* _Selected excerpt_:
On December 13, 1992 firefighters were called to 185-187 Pine Street around 4:30 A.M. for a reported building fire. The wind swept flames spread to 183 Pine Street, only 8 feet away. Due to winds conditions and recent snowfall three alarms were quickly transmitted. The inner city again was plagued by a series of arson fires.
On November 5, 1993 Manchester Fire Department faced its largest hazardous materials incident to date. At 4:35 A.M. a chemical fire struck the Baylis American Company at 195 South Beech Street causing the largest evacuation in city history. Extensive mutual aid was required to supply the 1000 gallons of foam and countless air cylinders needed for the 12-hour battle. Through extensive training and pre-planning this incident was terminated successfully without any major injuries or exposure losses. Before the under control was transmitted the department responded to an additional dozen calls including simultaneous reports of a major gas leak on Bodwell Road and an airplane approaching Manchester Airport with landing gear trouble.
This year has seen the department respond to several large fires. An icy 3-alarm fire on Montgomery Street in March destroyed an apartment building. A fire in June escalated to three alarms as fire destroyed two apartment buildings displacing 20 people. Three days later a modern 24-unit apartment building went to 3 alarms within eight minutes. A major portion of the roof collapsed while many firefighters were operating in the interior. Miraculously, there were no injuries.The Department currently has 11 Engine Companies, 6 Ladder Companies, 2 forestry brush trucks,and a Rescue Company operating out of 10 stations. Staffing for an Engine is an officer and two firefighters, a Ladder truck has two firefighters, and the Rescue has an officer and 3 firefighters. The department also includes an Administrative office, Fire Prevention Bureau, Training Division, Equipment Maintenance Division, and Communications Division.

* _Information shown_:
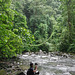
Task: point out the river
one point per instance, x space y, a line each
50 64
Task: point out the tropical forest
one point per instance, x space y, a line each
38 31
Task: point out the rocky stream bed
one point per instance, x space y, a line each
52 63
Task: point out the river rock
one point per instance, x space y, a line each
21 73
3 72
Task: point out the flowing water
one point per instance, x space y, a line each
50 65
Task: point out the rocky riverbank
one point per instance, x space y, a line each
15 66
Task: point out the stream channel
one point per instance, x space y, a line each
50 64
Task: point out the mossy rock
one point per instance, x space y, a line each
3 72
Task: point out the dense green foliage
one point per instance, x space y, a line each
31 25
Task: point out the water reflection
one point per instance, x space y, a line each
51 65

* _To do_:
a. In the Manchester Fire Department history, reproduce word for word the passage starting with "On December 13, 1992" and going on through "of arson fires.".
b. List every office, bureau, and division that the Manchester Fire Department history says the department includes besides its companies.
c. Extend the Manchester Fire Department history, starting after its final sentence.

* _Answers_:
a.
On December 13, 1992 firefighters were called to 185-187 Pine Street around 4:30 A.M. for a reported building fire. The wind swept flames spread to 183 Pine Street, only 8 feet away. Due to winds conditions and recent snowfall three alarms were quickly transmitted. The inner city again was plagued by a series of arson fires.

b.
Administrative office
Fire Prevention Bureau
Training Division
Equipment Maintenance Division
Communications Division

c.
The department has a structured alarm response. Recall of all off duty personnel is ordered upon the transmission of a third alarm and for signal 555 for manpower. A full 1st alarm assignment for a straight box is transmitted for hospitals, high rise buildings, nursing homes, schools (when in session), and day care centers. A 1st alarm assignment is three engine companies, two truck companies, and the Rescue. All other master box, central office, dialer, and private alarms receive one engine and one ladder company.
The Manchester Fire Department currently responds to between 12,000 and 14,000 runs per year. The department faces a variety of building construction- from old mill buildings, high rises, typical "3 deckers", industrial and commercial buildings, to single family residences. Department training includes fire suppression, hazardous materials, rescue, building inspection, and emergency medical service. As the city is a participant in the host city program firefighters are trained in the decontamination of people evacuated from the area of the Seabrook Nuclear Powerplant.
Like other cities in the Northeastern part of the country, Manchester is plagued by financial budget cuts. Although some fire stations have temporarily closed on a shift to shift basis, thus far there have been no layoffs.
On August 22, 1994 Chief Robert DeCotis, submitted to the Board of Fire Commissioners, his intent to retire from the department effective October 1, 1994 after 29 1/4 years of dedicated service to the department and to the City of Manchester.
On October 5, 1994 Joseph Kane was appointed Chief of Department succeeding the retiring Chief Robert DeCotis. Frank Monnelly was promoted from Deputy Chief to Assistant Chief of the Department on November 20, 1994.
On February 18, 1995 two tenants were killed in a fast spreading fire at 333 Pine Street, located across the street from fire headquarters. Heavy fire was showing from the large rooming house when firefighters arrived to battle the early morning fire that took 4 alarms to control.